### Provided passage
--- start ---
The actress, obviously picking up what the interviewer was trying to put down, showed her media training prowess in her final retort with, “…I think I’m strong, and I think I also can be protective too…I think we can be both. I think it’s okay for us to be both strong, protected, and protective.”
For those not fluent in the language of microaggressions, the question seems harmless; however, for Black women who have historically been denied the privilege of softness and femininity, this felt like Misogynoir 101.
The line of questioning was clearly alluding to the Nov. 13 “Wicked: For Good” event in Singapore, when an aggressive fan ambushed Erivo’s film co-star, Ariana Grande, and she instinctively stepped in, pulling the man of Ariana Grande and demanding he let her go.
The internet soon twisted this human moment of protecting a friend into a meme-filled narrative that Erivo was a Hulk-like ‘bodyguard” shielding a fragile white woman.
Content creators like @TheFilmDiva on Instagram shared her thoughts on these ‘jokes’ acknowledging them as harmful and steeped in misogynoir.
The FabTV interview comes in stark comparison to Erivo’s recent appearance on Candice Brathwaite’s “Conversations with Candice” podcast. In that conversation, Erivo was allowed to be expansive, reflective, and fully human.
In particular, Brathwaite references a line in the “Wicked” film where Elphaba tells Glinda that she is ‘limited’ in her ability to change Oz and that Glinda must finish what she cannot.
The conversation hit differently, especially for Black women familiar with being overlooked and unheard in rooms they helped build. Erivo’s answer was layered in honesty as she spoke about impact, visibility, and what it means to try to change systems never designed with Black women in mind.
These two interviews show the stunning differences in how Black women are perceived versus who they actually are. Cynthia Erivo isn’t “tough.” She is talented, vulnerable, thoughtful, powerful, and deserving of the same range of humanity routinely afforded to others.
--- end ---
[Excerpts from a point labeling dataset]
--- start ---
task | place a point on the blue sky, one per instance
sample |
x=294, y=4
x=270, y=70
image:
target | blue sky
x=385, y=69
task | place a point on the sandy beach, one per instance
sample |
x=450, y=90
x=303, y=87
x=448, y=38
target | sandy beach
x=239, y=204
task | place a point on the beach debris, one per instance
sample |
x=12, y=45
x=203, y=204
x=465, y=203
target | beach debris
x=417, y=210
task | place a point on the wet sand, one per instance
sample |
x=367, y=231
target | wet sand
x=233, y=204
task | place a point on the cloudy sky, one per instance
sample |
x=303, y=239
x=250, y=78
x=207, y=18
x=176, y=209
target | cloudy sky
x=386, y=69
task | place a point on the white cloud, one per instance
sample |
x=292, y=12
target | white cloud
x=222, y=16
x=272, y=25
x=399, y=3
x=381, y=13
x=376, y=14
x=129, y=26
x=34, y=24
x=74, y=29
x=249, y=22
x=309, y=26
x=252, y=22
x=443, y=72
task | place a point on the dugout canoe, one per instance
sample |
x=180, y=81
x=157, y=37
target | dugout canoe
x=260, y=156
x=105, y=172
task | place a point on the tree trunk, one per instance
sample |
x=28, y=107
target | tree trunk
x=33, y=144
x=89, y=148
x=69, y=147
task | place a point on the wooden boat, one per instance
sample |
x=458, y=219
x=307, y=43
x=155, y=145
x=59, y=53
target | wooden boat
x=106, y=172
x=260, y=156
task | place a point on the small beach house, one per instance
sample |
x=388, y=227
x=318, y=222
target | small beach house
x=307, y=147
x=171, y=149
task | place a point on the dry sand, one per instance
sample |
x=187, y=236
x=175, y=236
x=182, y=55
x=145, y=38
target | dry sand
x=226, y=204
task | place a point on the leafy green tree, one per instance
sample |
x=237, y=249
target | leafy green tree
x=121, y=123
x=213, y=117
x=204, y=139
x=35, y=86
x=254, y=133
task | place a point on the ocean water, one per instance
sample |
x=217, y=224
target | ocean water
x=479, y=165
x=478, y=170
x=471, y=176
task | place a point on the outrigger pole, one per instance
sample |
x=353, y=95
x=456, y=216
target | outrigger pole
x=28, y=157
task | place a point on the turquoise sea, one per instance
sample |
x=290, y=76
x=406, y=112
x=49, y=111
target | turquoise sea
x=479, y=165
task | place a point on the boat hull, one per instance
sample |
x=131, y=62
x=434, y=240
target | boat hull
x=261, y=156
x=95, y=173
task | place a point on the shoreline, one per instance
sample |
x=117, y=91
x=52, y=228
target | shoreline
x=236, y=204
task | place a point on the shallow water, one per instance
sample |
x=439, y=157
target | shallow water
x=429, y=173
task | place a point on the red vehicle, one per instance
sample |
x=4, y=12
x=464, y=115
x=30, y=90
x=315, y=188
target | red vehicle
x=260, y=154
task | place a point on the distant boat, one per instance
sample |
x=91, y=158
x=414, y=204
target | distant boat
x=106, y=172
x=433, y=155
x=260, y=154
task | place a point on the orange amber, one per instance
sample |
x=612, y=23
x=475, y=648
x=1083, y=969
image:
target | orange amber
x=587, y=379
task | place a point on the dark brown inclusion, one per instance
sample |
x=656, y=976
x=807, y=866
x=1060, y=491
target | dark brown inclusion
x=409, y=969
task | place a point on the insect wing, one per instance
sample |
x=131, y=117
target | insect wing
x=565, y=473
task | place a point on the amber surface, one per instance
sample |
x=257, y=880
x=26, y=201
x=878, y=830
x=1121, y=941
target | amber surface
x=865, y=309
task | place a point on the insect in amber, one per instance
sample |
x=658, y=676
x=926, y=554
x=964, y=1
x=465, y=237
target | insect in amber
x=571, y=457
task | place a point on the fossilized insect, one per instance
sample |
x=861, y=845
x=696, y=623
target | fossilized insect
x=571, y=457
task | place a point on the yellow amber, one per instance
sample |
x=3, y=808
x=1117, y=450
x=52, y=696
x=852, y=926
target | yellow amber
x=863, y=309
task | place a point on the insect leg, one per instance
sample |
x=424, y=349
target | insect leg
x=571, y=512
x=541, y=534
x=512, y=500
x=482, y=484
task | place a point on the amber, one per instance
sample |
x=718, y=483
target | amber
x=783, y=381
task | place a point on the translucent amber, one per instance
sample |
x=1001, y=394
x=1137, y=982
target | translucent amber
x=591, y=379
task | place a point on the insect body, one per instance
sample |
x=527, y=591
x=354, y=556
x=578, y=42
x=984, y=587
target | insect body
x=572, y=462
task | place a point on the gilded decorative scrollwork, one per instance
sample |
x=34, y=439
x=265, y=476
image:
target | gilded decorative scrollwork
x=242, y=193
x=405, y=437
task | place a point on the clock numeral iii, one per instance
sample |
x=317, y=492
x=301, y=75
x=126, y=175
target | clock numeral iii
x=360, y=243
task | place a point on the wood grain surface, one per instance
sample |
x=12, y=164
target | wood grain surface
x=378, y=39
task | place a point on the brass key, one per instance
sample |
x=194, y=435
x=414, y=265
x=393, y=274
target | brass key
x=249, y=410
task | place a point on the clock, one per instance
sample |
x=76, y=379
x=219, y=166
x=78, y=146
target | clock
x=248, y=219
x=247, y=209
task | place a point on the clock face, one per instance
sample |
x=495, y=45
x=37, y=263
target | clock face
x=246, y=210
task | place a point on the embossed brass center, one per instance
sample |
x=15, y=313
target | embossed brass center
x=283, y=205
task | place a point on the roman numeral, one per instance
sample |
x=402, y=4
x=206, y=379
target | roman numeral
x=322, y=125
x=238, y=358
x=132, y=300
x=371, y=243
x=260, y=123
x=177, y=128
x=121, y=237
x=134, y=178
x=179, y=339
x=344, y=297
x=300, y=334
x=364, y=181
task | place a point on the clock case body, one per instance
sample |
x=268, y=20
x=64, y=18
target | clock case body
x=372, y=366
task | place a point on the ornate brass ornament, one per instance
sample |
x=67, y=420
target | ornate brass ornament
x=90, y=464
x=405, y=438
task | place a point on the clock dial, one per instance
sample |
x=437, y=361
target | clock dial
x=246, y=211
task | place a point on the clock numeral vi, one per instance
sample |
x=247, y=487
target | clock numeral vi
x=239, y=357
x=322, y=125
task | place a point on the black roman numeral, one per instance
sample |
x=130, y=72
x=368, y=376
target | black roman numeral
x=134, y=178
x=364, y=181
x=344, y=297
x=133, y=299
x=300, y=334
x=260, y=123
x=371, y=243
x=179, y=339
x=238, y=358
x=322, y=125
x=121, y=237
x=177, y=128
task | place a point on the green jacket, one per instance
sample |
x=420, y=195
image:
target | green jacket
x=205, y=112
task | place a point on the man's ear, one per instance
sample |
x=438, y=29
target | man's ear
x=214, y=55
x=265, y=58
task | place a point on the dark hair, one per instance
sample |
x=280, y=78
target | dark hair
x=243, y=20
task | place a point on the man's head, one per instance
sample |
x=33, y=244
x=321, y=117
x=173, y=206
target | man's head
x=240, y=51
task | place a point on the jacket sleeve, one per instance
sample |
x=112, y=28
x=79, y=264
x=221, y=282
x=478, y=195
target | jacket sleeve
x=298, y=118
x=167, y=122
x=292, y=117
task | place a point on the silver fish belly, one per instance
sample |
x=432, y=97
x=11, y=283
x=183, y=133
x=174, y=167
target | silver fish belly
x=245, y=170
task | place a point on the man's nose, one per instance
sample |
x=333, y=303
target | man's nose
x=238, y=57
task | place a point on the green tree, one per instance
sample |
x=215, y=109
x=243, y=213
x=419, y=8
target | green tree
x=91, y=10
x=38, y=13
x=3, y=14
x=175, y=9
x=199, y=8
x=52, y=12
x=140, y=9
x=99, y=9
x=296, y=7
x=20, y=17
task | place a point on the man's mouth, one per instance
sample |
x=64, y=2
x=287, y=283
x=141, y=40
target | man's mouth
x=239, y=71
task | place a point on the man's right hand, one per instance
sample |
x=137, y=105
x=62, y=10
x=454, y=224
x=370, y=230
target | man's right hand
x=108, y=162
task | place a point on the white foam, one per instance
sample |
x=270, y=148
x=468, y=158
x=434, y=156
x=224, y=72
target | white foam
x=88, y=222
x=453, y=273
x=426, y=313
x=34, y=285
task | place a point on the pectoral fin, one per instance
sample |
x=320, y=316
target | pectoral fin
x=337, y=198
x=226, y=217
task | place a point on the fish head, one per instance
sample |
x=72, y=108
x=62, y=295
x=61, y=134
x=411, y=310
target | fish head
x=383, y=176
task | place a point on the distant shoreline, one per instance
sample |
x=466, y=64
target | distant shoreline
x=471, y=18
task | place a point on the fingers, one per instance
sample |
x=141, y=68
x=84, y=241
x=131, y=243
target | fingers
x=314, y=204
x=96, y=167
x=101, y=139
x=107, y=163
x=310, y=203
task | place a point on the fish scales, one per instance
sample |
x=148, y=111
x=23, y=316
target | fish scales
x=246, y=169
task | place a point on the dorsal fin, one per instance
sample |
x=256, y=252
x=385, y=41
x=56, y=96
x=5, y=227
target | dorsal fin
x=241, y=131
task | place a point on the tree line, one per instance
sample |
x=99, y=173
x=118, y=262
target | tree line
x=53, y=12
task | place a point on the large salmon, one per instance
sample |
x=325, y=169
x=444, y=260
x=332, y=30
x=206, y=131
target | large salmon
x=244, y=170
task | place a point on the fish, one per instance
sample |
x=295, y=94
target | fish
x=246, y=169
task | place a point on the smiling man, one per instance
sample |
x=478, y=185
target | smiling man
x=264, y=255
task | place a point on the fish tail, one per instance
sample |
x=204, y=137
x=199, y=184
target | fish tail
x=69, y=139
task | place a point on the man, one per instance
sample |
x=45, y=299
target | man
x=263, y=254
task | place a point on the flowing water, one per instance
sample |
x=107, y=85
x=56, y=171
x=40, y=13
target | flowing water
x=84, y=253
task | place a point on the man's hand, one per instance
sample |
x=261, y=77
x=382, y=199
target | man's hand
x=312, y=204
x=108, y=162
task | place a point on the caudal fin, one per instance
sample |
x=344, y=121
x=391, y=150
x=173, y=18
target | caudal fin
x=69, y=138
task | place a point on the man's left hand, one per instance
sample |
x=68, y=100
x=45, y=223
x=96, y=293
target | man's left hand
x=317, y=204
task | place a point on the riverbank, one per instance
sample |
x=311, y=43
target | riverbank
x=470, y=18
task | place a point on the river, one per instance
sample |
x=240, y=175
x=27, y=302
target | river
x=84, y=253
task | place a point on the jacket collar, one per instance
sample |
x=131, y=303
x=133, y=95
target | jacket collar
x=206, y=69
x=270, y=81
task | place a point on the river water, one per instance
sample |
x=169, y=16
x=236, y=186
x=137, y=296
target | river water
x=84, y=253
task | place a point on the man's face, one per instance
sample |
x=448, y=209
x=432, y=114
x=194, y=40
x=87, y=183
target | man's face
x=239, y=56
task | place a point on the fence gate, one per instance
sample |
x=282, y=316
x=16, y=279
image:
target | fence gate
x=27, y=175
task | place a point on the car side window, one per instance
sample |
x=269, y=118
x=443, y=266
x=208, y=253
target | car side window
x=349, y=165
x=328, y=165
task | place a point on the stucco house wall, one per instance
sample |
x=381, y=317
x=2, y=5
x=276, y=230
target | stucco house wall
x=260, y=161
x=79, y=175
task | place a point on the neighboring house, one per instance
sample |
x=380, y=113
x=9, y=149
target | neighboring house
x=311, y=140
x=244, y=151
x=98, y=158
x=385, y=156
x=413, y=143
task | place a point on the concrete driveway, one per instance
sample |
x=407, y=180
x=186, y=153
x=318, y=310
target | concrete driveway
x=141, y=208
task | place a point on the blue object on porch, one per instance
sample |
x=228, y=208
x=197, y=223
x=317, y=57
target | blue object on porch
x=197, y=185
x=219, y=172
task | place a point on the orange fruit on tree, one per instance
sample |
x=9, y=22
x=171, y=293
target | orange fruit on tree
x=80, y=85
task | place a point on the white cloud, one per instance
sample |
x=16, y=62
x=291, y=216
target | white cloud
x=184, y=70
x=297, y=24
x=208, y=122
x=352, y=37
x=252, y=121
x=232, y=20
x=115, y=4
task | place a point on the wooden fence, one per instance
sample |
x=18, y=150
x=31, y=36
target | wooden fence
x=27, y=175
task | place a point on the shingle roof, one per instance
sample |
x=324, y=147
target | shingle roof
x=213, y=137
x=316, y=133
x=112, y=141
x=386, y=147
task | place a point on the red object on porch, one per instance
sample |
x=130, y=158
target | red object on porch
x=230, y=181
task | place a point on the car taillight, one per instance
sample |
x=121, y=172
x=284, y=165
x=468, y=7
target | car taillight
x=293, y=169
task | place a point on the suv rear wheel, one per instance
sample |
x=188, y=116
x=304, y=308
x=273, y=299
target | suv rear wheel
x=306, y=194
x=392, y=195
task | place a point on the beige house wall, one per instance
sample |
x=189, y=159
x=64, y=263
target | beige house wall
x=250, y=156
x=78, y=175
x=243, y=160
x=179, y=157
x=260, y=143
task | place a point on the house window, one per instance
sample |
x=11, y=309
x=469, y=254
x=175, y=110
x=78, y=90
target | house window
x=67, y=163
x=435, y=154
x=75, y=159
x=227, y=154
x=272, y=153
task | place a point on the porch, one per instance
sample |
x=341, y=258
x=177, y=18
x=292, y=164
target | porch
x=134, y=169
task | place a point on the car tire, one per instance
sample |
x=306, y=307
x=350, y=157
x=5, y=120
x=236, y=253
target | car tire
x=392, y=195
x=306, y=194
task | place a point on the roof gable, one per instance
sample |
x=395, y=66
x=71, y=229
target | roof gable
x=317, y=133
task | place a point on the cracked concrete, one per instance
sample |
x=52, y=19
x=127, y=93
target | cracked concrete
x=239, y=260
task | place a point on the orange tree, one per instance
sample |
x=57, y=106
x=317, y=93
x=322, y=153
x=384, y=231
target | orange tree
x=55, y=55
--- end ---
### Given exercise
Copy the passage about Cynthia Erivo starting with "The internet soon" and going on through "fragile white woman.", substituting "reshaped" for "twisted". The entries are not required for this work.

### The output
The internet soon reshaped this human moment of protecting a friend into a meme-filled narrative that Erivo was a Hulk-like ‘bodyguard” shielding a fragile white woman.